::: PROVIDED PASSAGE
AngelList sits in between those extremes. On the friends side, its follower model means that much of what people see is from the people they already know or at least know of. But on the information side, it opens up something that was almost entirely governed by word of mouth, and creates something that at least takes a big step toward being a marketplace.

I don’t pretend to know enough about the macro dynamics of investor management to predict how this will affect company operations. But the effect on the investor pool is clear. As AngelList and crowdsourcing grow, the impact of the old boys’ clubs will shrink. For companies, the pool of investors is growing.

The Four Things That Motivate Me

There I was, a medium-sized fish in a pretty big pond. There was nothing wrong with that, but I found myself disinterested in fish size or pond size: I wanted to create a new pond. It was 2007, and I left my job at LinkedIn because I wanted to start a company.

At the time, my goals focused on the pond creation above all others. The company I’d start wouldn’t need to be anything specific; building a business was an end in itself. Of course, there were some restrictions: I had no desire to build office chairs or games, and I wanted to use at least some of my more prominent skills in social network data, ranking systems, and predictive modeling.

A friend of mine — who’d already built a large company — told me he was only interested in starting something that could be huge and world-changing, and couldn’t conceive of doing anything less than that. By contrast, I just wanted to achieve some success as an entrepreneur working on an interesting problem. I was excited to venture out on my own and test my skills as a founder.

After I left LinkedIn, I co-founded a company that allowed me to achieve much of what I set out to do. Ephraim (my co-founder) and I led a team that built out one of the world’s top few mom-focused websites, Circle of Moms. Our list of accomplishments is substantial: we built a product that helps millions of moms, a profitable business, a positive team culture, and a bunch of cool technology. And all of those things were attractive to Sugar, Inc., which acquired Circle of Moms this past February after 4.5 years as an independent company.

I left when the Circle of Moms acquisition closed, and have since been (among other things) thinking about my next big move. One option would be to spread my time across companies, as VC’s and a handful of others do.

This is what I’ve largely done over the past six months, albeit in a more scattered form. I’ve spent time working with many founders: some in my role with 500 Startups, others who started companies I individually invested in or advise. That’s been fun and educational. It’s highlighted areas where I feel investor/adviser types can add real value, by allocating resources effectively and then spreading expertise across a number of companies.

But that experience also reinforced my initial leanings: I want to start another company.

My second time through, I’m approaching things differently. I’m less excited about just starting a company; I’m being more deliberate about what it is that I start. I also recognize that many of the first decisions you make — from business model to company vacation policy — can have long ranging implications. And perhaps more than anything else, I know myself a little better, understanding both what really gets me excited and where my strengths and weaknesses are.

As part of that, I’m asking myself to think through and answer a handful of questions fundamental to the founder’s existence. Though these questions are hugely important, they’re difficult to answer when you’re actually running a startup: preparing that investor pitch, pushing out that next feature, and wooing that candidate all seem like better uses of time today.

Though it may be more individual detail than some want to see, I’ve decided to write up my answers as blog posts. There are a few reasons for this.

First, it makes me accountable: writing up my thoughts for an audience will force me to be crisper than notes I jot down for myself only.
::::::
::: DATASET ROWS
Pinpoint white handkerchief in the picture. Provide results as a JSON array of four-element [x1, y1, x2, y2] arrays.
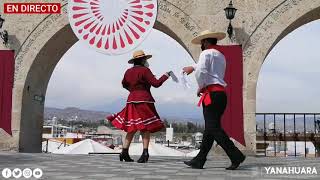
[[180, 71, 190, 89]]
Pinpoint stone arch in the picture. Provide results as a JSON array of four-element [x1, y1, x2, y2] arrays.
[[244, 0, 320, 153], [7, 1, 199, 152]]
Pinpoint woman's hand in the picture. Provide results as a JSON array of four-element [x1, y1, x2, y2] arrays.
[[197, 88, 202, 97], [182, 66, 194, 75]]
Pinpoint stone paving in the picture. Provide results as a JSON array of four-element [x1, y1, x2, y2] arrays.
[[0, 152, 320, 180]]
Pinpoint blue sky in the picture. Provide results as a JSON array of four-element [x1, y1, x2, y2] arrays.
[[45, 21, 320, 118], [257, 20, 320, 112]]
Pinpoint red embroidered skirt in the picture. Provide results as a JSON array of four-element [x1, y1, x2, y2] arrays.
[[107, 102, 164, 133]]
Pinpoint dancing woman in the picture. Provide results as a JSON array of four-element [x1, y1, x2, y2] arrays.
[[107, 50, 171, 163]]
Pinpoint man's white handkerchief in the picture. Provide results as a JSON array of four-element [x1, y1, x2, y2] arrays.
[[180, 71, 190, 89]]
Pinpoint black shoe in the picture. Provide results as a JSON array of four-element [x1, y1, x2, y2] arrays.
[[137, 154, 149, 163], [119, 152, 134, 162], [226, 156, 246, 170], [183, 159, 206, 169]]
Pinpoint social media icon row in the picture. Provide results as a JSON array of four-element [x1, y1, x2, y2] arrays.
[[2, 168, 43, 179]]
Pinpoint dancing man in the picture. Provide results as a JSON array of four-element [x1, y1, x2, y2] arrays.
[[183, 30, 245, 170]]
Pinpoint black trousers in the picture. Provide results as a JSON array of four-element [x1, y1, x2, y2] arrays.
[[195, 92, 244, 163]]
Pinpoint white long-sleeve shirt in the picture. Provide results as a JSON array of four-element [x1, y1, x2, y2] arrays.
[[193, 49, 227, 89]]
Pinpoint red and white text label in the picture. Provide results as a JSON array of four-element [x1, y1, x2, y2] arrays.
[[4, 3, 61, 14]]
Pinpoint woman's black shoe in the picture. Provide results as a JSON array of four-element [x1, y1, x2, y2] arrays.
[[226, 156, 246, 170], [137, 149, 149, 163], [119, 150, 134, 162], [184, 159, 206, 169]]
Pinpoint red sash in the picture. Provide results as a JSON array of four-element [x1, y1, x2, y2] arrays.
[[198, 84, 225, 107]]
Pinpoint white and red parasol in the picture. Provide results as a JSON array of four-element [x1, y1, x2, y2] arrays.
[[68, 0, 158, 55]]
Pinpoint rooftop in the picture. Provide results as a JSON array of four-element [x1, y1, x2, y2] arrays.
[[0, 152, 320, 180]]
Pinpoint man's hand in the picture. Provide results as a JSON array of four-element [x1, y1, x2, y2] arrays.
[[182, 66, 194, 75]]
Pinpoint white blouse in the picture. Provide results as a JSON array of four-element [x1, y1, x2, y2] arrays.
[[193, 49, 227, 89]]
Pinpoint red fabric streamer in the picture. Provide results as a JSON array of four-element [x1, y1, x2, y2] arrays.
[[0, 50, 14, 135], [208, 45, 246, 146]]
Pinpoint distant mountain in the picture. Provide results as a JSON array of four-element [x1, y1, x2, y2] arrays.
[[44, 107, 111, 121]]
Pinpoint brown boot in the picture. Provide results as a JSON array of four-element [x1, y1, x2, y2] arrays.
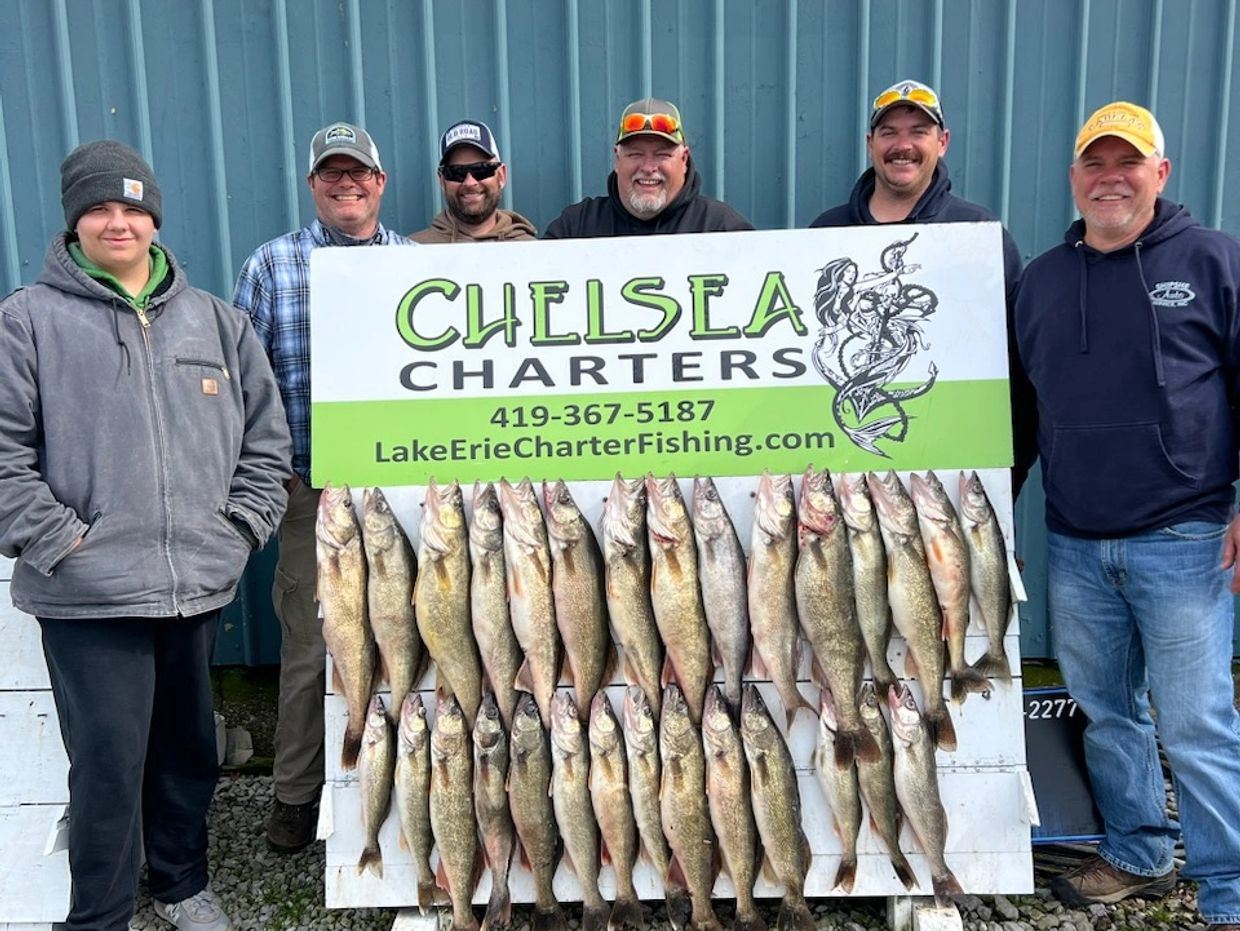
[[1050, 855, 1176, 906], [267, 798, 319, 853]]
::::::
::: DATASET ROWS
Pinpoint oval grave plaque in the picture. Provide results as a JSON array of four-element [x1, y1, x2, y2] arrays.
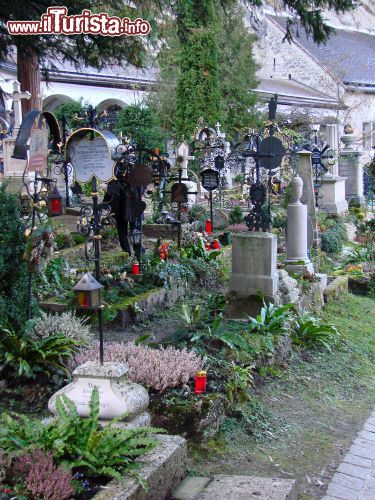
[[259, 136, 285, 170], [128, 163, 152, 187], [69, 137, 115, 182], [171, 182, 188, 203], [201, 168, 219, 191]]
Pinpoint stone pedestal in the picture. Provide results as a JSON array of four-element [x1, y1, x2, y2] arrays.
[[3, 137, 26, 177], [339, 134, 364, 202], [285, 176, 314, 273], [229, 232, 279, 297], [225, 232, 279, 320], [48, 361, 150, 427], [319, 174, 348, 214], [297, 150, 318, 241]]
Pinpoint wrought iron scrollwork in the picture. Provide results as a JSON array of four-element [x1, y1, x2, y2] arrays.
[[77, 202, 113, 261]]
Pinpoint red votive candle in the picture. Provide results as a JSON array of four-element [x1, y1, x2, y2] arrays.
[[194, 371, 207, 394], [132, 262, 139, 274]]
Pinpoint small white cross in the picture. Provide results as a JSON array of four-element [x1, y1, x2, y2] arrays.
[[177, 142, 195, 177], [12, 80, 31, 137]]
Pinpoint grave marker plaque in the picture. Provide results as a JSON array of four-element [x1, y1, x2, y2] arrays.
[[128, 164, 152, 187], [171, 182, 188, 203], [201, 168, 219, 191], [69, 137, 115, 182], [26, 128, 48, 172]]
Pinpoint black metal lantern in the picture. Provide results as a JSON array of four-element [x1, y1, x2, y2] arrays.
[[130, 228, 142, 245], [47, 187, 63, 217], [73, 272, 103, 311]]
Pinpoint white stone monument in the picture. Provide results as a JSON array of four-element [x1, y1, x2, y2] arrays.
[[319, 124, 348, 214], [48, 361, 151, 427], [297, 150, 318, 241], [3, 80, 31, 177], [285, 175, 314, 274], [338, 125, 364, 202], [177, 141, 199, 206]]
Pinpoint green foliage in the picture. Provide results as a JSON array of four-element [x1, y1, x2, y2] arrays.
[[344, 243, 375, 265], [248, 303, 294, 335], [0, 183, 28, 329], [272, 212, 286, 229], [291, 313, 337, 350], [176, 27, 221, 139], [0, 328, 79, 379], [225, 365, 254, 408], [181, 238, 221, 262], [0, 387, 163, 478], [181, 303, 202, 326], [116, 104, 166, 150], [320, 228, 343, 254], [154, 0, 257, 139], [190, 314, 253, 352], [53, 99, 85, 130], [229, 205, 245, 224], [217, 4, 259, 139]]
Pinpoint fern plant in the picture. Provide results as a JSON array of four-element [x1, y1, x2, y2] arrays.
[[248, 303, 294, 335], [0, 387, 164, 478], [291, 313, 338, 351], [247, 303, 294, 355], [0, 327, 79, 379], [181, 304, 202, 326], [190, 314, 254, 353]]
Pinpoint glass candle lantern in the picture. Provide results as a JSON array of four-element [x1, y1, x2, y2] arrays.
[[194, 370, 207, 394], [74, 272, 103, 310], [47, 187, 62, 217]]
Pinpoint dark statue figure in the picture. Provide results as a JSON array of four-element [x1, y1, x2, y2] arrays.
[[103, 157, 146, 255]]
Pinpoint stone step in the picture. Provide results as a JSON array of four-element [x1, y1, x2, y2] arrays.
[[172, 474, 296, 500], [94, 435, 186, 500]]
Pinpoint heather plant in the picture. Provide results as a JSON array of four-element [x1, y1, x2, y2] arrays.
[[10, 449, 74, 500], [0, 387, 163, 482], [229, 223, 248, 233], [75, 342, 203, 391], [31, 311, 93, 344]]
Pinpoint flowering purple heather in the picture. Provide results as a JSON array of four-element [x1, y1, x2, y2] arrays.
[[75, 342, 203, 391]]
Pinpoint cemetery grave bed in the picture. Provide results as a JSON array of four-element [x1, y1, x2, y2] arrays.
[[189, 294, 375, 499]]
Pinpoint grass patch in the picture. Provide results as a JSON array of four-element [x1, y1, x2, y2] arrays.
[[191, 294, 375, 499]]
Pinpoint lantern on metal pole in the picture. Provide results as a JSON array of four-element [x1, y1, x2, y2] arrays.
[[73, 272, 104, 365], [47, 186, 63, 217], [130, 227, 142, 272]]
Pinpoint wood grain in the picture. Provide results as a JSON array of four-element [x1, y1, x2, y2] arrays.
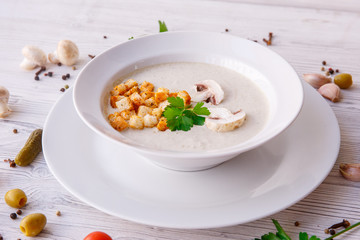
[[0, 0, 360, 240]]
::::::
::: DATASET ROWS
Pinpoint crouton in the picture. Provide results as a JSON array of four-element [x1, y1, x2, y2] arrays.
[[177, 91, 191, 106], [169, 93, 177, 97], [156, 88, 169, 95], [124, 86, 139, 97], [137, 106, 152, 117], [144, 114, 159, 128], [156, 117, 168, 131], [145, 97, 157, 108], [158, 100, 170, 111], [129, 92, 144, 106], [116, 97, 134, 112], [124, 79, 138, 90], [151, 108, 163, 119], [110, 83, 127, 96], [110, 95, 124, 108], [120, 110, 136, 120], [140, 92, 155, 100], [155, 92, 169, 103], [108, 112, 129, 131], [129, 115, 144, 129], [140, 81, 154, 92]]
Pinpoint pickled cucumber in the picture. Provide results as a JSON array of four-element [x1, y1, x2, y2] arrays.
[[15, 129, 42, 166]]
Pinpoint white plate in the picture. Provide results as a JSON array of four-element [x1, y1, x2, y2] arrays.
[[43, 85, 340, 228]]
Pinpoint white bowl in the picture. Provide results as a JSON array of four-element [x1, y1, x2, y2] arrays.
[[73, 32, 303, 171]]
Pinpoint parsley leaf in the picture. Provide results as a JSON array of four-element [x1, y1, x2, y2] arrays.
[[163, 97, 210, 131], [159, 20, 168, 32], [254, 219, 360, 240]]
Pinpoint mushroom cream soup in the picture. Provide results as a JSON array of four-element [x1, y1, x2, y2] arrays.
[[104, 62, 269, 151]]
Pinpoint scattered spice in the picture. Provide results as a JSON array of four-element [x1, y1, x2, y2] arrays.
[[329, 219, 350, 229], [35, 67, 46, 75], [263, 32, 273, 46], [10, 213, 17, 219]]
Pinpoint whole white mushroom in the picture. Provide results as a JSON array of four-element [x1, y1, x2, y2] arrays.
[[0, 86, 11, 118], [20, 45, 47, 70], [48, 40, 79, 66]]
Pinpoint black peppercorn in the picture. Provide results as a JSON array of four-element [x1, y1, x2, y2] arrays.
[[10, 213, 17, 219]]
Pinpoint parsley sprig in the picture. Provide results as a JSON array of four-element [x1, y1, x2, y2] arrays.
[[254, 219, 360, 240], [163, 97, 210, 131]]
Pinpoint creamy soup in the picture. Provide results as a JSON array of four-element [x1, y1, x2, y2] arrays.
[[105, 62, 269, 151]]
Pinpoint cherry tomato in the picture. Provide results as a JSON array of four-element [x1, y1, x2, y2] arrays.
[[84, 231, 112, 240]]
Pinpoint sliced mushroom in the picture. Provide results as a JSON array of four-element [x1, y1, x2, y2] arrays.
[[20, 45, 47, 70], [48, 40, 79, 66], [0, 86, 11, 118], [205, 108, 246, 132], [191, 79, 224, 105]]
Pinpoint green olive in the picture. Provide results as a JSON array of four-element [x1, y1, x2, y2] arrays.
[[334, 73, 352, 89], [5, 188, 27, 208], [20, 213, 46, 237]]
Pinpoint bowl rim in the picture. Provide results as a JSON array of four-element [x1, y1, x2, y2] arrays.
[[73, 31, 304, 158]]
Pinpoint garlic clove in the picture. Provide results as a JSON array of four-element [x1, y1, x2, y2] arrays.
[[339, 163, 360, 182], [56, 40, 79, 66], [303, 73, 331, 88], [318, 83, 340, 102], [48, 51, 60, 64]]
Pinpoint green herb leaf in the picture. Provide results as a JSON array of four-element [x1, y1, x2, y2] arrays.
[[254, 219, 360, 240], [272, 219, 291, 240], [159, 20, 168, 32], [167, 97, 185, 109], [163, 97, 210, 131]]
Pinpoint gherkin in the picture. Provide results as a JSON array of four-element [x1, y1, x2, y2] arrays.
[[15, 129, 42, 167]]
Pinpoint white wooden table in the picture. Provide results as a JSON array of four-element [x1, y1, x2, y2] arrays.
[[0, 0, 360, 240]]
::::::
TASK SET:
1 – List the accomplishments the essay attributes to the team that built Circle of Moms.
2 – Answer these questions from the essay:
(a) In what year did the author leave LinkedIn?
(b) Who is named as the author's co-founder?
(c) For how long was Circle of Moms an independent company before its acquisition?
3 – Return the portion of the essay from "As part of that, I’m" up to and including "of time today.".
The listing above is separate material, unrelated to the essay.

PROBLEM SOLUTIONS:
1 –
- A product that helps millions of moms
- A profitable business
- A positive team culture
- A bunch of cool technology

2 –
(a) 2007
(b) Ephraim
(c) 4.5 years

3 –
As part of that, I’m asking myself to think through and answer a handful of questions fundamental to the founder’s existence. Though these questions are hugely important, they’re difficult to answer when you’re actually running a startup: preparing that investor pitch, pushing out that next feature, and wooing that candidate all seem like better uses of time today.